#### [Stored dataset items]
####################
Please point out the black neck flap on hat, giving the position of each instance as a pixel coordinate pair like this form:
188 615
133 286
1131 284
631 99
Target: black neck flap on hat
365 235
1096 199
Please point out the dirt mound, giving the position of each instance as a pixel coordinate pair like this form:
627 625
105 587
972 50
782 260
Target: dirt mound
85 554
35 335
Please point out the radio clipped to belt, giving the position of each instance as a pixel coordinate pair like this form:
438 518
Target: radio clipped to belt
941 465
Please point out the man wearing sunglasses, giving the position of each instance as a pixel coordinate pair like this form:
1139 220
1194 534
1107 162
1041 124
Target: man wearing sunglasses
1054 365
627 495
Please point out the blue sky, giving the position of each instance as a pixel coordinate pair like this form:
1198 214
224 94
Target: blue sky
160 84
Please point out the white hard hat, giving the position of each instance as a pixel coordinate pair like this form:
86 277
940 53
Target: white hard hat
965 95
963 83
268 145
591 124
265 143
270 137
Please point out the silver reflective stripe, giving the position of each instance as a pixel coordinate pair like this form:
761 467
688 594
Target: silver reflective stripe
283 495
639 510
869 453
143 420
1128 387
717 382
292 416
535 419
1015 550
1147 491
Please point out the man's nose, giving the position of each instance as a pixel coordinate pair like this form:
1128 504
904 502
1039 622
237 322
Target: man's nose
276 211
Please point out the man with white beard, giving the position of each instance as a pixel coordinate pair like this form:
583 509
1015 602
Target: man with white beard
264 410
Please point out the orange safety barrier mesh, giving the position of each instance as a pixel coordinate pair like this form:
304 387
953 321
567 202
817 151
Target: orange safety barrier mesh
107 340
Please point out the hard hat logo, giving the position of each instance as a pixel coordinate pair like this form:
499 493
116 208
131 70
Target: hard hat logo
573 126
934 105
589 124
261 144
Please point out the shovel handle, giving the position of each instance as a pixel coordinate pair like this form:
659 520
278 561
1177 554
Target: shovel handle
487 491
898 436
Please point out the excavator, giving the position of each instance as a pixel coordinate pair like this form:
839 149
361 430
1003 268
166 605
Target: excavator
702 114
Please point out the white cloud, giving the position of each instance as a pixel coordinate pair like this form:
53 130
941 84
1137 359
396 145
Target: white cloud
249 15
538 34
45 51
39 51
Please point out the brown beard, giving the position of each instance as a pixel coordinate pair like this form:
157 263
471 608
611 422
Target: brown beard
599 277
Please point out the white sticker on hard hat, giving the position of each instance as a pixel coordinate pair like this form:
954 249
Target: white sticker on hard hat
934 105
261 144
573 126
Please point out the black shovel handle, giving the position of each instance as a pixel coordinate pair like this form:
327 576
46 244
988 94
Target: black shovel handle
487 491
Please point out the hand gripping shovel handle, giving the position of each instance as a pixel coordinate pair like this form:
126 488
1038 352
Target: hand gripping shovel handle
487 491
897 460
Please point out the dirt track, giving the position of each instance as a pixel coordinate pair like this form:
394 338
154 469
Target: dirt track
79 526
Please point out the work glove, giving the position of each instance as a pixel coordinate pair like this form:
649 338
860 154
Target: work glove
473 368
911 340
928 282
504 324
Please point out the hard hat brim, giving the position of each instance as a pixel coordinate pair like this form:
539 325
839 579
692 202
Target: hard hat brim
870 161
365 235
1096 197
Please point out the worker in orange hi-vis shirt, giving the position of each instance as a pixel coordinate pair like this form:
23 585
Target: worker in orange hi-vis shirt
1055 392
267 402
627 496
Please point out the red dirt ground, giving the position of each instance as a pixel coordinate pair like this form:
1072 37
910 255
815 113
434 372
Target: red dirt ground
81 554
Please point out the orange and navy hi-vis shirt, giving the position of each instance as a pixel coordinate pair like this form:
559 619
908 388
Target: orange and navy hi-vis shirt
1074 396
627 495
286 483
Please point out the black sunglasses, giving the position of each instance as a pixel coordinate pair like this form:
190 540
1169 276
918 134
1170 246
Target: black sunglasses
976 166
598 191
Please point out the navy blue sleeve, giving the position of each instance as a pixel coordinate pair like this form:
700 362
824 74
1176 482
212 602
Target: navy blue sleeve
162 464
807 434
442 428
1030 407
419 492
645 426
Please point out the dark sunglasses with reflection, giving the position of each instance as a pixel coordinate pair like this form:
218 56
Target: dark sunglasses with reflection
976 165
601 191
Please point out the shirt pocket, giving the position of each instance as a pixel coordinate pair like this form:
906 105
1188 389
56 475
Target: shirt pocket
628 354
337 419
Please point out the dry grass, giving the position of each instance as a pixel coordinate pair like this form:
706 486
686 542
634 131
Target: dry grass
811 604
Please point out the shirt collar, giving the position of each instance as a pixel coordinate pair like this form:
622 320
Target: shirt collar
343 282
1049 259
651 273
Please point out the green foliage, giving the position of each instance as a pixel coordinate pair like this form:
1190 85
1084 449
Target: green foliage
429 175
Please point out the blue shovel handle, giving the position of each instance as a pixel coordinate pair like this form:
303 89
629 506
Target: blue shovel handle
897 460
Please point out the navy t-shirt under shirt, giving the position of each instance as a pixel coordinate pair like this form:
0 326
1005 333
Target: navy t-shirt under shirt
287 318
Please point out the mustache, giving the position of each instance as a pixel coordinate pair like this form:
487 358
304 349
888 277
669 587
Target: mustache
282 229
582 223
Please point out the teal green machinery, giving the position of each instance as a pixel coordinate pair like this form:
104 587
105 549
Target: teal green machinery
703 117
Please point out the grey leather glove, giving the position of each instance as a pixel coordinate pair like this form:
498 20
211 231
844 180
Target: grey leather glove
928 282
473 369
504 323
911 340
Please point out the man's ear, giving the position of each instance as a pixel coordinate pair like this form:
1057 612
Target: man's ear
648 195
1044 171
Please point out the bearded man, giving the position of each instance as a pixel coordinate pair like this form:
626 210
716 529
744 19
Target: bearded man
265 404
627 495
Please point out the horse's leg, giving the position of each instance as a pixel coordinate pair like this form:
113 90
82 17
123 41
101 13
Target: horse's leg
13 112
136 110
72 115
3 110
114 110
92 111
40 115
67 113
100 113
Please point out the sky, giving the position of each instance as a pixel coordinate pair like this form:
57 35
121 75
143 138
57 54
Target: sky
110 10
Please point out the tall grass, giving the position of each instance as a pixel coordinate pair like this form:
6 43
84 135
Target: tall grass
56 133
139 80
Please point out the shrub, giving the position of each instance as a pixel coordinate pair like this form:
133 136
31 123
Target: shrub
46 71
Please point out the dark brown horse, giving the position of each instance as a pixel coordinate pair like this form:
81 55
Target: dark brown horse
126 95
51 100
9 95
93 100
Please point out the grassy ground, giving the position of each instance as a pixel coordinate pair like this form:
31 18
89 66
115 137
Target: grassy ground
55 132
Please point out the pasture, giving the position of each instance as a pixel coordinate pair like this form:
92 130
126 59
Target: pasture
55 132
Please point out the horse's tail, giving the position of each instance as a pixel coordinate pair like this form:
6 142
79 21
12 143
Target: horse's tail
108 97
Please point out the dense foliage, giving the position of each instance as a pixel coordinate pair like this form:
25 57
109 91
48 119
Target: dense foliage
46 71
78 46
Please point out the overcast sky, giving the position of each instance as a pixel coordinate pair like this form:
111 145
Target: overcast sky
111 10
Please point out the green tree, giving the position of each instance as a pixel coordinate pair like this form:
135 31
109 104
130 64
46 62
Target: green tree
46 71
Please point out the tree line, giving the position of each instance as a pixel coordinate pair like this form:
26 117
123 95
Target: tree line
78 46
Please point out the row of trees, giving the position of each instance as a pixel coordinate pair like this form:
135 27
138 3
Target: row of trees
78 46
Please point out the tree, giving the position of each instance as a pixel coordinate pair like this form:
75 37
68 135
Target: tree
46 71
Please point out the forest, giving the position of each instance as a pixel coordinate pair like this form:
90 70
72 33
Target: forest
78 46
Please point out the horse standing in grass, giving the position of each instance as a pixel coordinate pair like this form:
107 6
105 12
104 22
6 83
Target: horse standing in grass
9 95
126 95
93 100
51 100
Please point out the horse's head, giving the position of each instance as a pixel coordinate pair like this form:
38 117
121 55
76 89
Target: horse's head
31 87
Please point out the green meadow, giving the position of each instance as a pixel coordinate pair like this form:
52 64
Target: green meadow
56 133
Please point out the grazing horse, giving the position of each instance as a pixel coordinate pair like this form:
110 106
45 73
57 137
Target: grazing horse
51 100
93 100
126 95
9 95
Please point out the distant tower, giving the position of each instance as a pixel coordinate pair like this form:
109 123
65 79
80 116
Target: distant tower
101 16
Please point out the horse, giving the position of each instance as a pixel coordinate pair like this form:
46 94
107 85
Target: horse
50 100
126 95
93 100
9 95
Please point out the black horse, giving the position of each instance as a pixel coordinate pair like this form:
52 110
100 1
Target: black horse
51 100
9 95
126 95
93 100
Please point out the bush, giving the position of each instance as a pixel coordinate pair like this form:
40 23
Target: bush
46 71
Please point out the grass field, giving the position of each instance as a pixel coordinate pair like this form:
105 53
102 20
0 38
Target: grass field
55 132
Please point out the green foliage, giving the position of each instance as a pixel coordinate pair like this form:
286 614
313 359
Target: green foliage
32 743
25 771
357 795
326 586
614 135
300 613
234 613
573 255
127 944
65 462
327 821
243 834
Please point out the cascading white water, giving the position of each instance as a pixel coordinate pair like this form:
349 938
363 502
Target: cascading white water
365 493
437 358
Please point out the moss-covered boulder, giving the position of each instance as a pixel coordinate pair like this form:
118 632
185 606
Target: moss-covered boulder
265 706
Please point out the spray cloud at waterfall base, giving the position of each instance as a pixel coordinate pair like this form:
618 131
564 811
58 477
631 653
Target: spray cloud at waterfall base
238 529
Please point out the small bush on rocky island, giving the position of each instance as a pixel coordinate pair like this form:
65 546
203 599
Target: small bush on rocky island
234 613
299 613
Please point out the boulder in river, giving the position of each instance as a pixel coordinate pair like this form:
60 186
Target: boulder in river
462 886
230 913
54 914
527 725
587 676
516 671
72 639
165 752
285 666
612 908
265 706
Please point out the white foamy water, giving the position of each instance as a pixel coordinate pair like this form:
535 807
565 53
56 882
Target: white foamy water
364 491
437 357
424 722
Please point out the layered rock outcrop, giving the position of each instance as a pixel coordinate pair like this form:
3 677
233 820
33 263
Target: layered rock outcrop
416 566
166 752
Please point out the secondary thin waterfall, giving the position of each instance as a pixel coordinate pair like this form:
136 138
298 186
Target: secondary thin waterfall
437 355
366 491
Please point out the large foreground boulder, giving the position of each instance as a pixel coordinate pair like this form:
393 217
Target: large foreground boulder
####################
#### [Exercise description]
Search the records above for the string "large" and copy each line that holds it.

#### [Written solution]
Please point out the large foreground boulder, giving the position of each instance as a pixel coordinate pair like this form:
Target: large foreground boulder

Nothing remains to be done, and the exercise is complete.